Exercise 1
Could you extract the portion of the Sixth Circuit opinion between "Before: COLE and" and "remand for resentencing.", inclusive, copying it word for word?
Exercise 2
Would you pick up the Sixth Circuit opinion after its final sentence and write what comes next?
──────── Selected passage
NOT RECOMMENDED FOR FULL-TEXT PUBLICATION
File Name: 05a0400n.06
Filed: May 13, 2005
No. 04-5218
UNITED STATES COURT OF APPEALS
FOR THE SIXTH CIRCUIT
UNITED STATES OF AMERICA, )
)
Plaintiff-Appellee, )
)
v. ) ON APPEAL FROM THE UNITED
) STATES DISTRICT COURT FOR THE
JANELL CAGE, ) WESTERN DISTRICT OF TENNESSEE
)
Defendant-Appellant. )
)
)
Before: COLE and GIBBONS, Circuit Judges; SCHWARZER, District Judge.*
JULIA SMITH GIBBONS, Circuit Judge. Defendant-appellant Janell Cage obtained
names, addresses, and social security numbers of other individuals and used this information to
apply for loans and credit cards and take over existing bank accounts. She pled guilty to one count
of access device fraud in violation of 18 U.S.C. § 1029(a)(2). Cage was sentenced to thirty months
of imprisonment followed by three years of supervised release. She appeals the district court’s
determination that two enhancements applied to her base offense level for purposes of determining
her sentencing range under the United States Sentencing Guidelines. In light of United States v.
Booker, 125 S. Ct. 738 (2005), we vacate Cage’s sentence and remand for resentencing.
*
The Honorable William W Schwarzer, Senior United States District Judge for the Northern
District of California, sitting by designation.
United States v. Cage, No. 04-5218
I.
From approximately December 13, 2002, through May 9, 2003, Cage used her position as
a medical transcriptionist in order to access confidential information about patients, including
names, dates of birth, and social security numbers. Armed with this information, Cage submitted
over thirty applications for credit and took over four existing accounts. She obtained cash advances,
bought various items, and bought and insured a car.
────────────────
──────── Supplied entries
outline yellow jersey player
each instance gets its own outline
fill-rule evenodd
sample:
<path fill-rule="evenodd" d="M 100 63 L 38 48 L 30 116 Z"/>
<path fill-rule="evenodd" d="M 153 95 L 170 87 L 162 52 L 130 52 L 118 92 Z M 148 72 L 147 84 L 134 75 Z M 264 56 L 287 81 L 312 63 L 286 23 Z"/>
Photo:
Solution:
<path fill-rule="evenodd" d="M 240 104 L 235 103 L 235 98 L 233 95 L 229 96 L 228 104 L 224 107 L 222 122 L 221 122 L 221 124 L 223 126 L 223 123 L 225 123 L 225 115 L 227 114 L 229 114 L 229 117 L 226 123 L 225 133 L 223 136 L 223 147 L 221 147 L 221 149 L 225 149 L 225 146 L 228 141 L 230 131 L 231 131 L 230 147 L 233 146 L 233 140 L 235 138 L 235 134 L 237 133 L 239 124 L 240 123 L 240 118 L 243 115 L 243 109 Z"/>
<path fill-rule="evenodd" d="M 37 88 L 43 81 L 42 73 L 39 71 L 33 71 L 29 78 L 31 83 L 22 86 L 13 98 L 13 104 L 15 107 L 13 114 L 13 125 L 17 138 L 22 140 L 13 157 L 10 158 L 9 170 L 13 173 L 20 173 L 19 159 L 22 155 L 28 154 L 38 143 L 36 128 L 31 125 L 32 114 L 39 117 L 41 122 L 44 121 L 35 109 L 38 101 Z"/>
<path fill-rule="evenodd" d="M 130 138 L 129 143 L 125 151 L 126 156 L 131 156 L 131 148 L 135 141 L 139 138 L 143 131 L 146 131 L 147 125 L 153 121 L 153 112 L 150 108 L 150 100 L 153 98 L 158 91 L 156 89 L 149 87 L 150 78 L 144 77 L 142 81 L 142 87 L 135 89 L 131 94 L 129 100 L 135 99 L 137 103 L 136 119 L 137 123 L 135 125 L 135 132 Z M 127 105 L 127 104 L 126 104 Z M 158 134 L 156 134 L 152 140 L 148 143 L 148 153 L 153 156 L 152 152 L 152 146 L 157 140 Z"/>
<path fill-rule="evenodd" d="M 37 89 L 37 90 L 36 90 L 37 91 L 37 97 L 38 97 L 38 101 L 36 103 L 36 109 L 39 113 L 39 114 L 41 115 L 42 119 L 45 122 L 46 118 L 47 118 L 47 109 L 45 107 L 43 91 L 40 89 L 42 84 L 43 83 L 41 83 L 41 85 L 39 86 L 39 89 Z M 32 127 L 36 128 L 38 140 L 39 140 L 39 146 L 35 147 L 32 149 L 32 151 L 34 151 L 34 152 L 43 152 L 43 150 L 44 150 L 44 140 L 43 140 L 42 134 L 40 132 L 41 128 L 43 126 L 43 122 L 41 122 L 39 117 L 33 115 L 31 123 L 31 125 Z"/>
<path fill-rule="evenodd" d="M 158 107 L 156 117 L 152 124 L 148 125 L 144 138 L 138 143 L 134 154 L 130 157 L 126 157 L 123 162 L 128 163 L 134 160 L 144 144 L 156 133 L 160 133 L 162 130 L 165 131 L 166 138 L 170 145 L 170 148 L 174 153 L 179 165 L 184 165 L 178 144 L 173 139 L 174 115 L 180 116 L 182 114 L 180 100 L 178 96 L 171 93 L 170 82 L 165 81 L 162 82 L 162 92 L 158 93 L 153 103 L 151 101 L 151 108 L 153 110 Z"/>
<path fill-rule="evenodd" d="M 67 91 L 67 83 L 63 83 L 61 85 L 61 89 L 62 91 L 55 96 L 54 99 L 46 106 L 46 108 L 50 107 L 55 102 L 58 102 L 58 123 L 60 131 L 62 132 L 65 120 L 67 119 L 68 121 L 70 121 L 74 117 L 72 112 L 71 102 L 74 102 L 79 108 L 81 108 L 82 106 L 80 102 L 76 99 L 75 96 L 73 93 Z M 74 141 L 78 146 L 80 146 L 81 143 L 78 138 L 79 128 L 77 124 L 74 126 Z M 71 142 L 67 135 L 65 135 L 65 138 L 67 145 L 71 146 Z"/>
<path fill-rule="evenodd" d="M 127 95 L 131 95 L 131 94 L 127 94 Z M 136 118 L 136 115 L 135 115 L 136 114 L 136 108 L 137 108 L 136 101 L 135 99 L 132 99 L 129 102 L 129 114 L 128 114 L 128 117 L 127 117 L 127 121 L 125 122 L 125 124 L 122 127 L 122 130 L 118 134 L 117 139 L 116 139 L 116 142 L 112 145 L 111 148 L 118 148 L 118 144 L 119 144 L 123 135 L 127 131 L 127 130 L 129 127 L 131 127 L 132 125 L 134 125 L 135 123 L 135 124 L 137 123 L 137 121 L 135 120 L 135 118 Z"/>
────────────────
Response 1
Before: COLE and GIBBONS, Circuit Judges; SCHWARZER, District Judge.*
JULIA SMITH GIBBONS, Circuit Judge. Defendant-appellant Janell Cage obtained
names, addresses, and social security numbers of other individuals and used this information to
apply for loans and credit cards and take over existing bank accounts. She pled guilty to one count
of access device fraud in violation of 18 U.S.C. § 1029(a)(2). Cage was sentenced to thirty months
of imprisonment followed by three years of supervised release. She appeals the district court’s
determination that two enhancements applied to her base offense level for purposes of determining
her sentencing range under the United States Sentencing Guidelines. In light of United States v.
Booker, 125 S. Ct. 738 (2005), we vacate Cage’s sentence and remand for resentencing.

Response 2
The United States Postal Inspection Service initiated an investigation into Cage’s activities
on March 4, 2003, after receiving information from USAA Credit Card that an individual in
Memphis had taken over several credit card accounts. Agents interviewed Cage, who admitted
using her employment to obtain credit reports on the Internet and then apply for new accounts or
take over existing accounts.
A federal grand jury in the Western District of Tennessee indicted Cage on June 30, 2003.
On October 17, 2003, Cage pled guilty to Count I of the indictment, which charged that Cage
knowingly and with intent to defraud used an unauthorized access device issued by USAA to Karl
and Theresa Robinson, in violation of 18 U.S.C. § 1029(a)(2). The remaining counts were
dismissed. However, the offense level for purposes of sentencing included all relevant conduct
pertaining to all counts of the indictment.
A presentence investigation report was prepared. It assigned Cage a base offense level of
six. It then added ten levels pursuant to U.S.S.G. § 2B1.1(b)(1)(F)1 for causing a loss of more than
1
All references to individual guideline provisions refer to the 2003 edition of the Guidelines
Manual.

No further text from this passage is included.